EXERCISE PROMPT :: Reproduce the records below exactly; no pictures.

EXERCISE DATA ::
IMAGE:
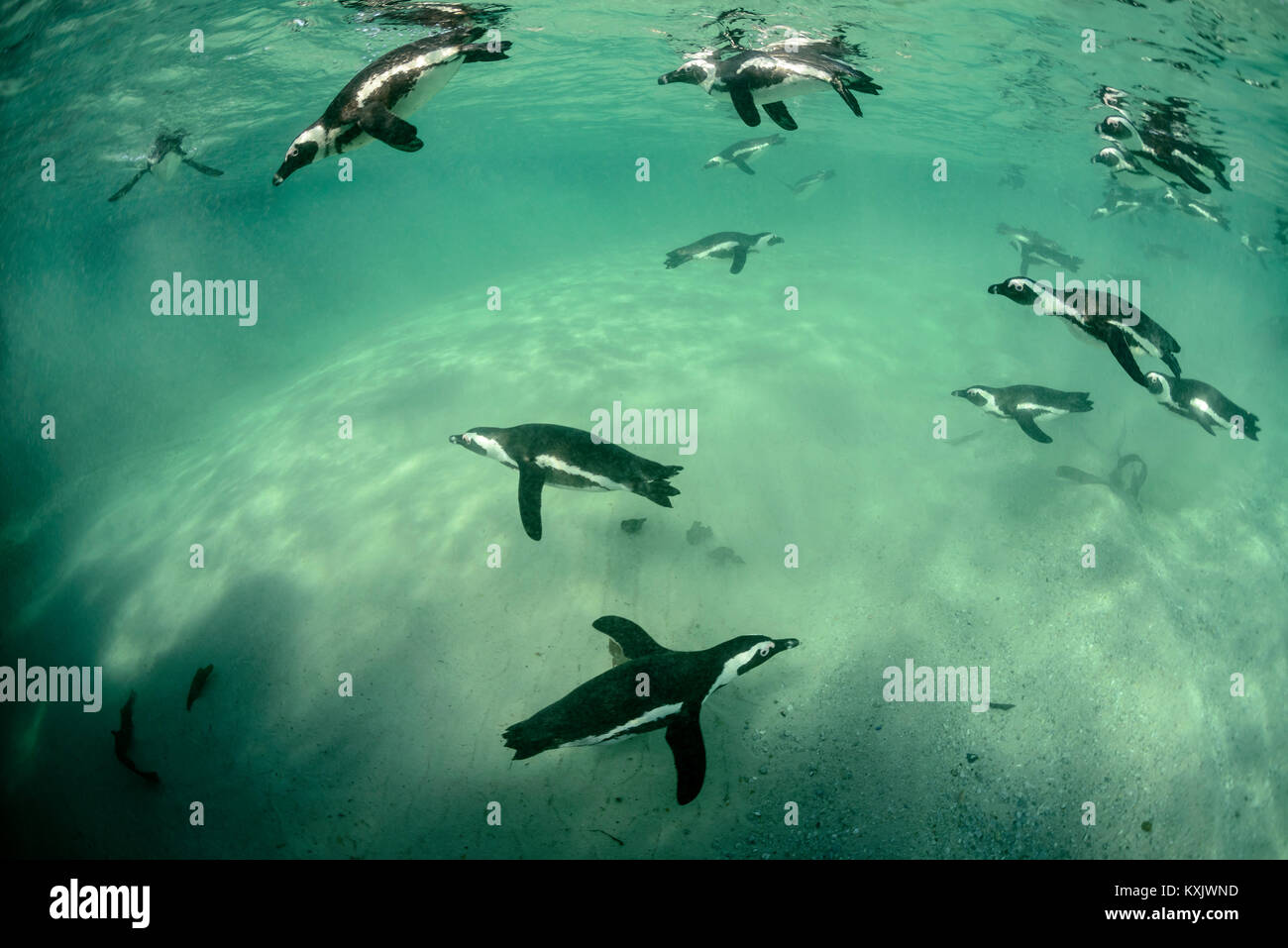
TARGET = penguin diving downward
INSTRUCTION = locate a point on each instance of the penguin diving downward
(1124, 327)
(739, 154)
(807, 184)
(163, 159)
(760, 77)
(571, 459)
(374, 103)
(722, 247)
(1201, 402)
(1022, 403)
(124, 738)
(609, 706)
(1034, 247)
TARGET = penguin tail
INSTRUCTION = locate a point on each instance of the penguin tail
(522, 742)
(658, 491)
(480, 52)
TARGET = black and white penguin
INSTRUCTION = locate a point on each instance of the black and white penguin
(1197, 209)
(374, 103)
(1127, 331)
(609, 707)
(1198, 401)
(758, 77)
(1176, 156)
(1034, 247)
(806, 185)
(722, 247)
(163, 159)
(1022, 403)
(571, 459)
(741, 153)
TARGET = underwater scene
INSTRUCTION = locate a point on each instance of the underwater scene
(603, 429)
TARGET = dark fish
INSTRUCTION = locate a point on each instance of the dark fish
(198, 682)
(125, 737)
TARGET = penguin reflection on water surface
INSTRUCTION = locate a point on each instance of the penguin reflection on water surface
(374, 103)
(571, 459)
(614, 704)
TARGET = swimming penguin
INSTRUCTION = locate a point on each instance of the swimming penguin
(123, 740)
(163, 159)
(1197, 209)
(1124, 327)
(609, 707)
(374, 103)
(722, 247)
(1176, 156)
(756, 77)
(198, 682)
(1127, 170)
(739, 154)
(571, 459)
(807, 184)
(1022, 403)
(1196, 399)
(1034, 247)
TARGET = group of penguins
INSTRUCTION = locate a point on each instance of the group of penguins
(651, 686)
(1154, 161)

TASK RESULT ::
IMAGE:
TARGET = penguin diving downward
INSTRUCTION = locate a point on each instance of the penguin diving downward
(1124, 327)
(739, 154)
(807, 184)
(163, 159)
(760, 77)
(571, 459)
(374, 103)
(722, 247)
(1201, 402)
(1022, 403)
(124, 738)
(609, 706)
(1034, 247)
TARGET = penguin tail
INSTRUCTION = locate a point on each instance of the penguin tail
(522, 742)
(658, 491)
(480, 52)
TARGET = black and white penguin
INSTRUCTION = locate a point on each instance of the black and white penguin
(1197, 209)
(374, 103)
(1127, 331)
(609, 707)
(1198, 401)
(758, 77)
(1176, 156)
(1034, 247)
(806, 185)
(722, 247)
(163, 159)
(1022, 403)
(571, 459)
(741, 153)
TARGET = underwater scene
INSTRUCTION = locate a point on each instance of the underwater scene
(603, 429)
TARGET = dark fish
INSTRUCTION = locate a point on each instance of the dark fish
(198, 682)
(125, 737)
TARGET = penguin reflection on water surface
INSTRUCTION = locate a point on each instance of the penguin reflection on water surface
(374, 103)
(571, 459)
(614, 704)
TARGET = swimming penguin
INSTRUCTION = locate a point on each instance of the swimming penguin
(123, 740)
(163, 159)
(1197, 209)
(1124, 327)
(609, 707)
(374, 103)
(722, 247)
(1176, 156)
(756, 77)
(198, 682)
(1127, 170)
(739, 154)
(571, 459)
(807, 184)
(1022, 403)
(1196, 399)
(1034, 247)
TARGET = group of penguins
INSTRUCTION = locate a point on each instance of the group of penguins
(651, 686)
(1154, 161)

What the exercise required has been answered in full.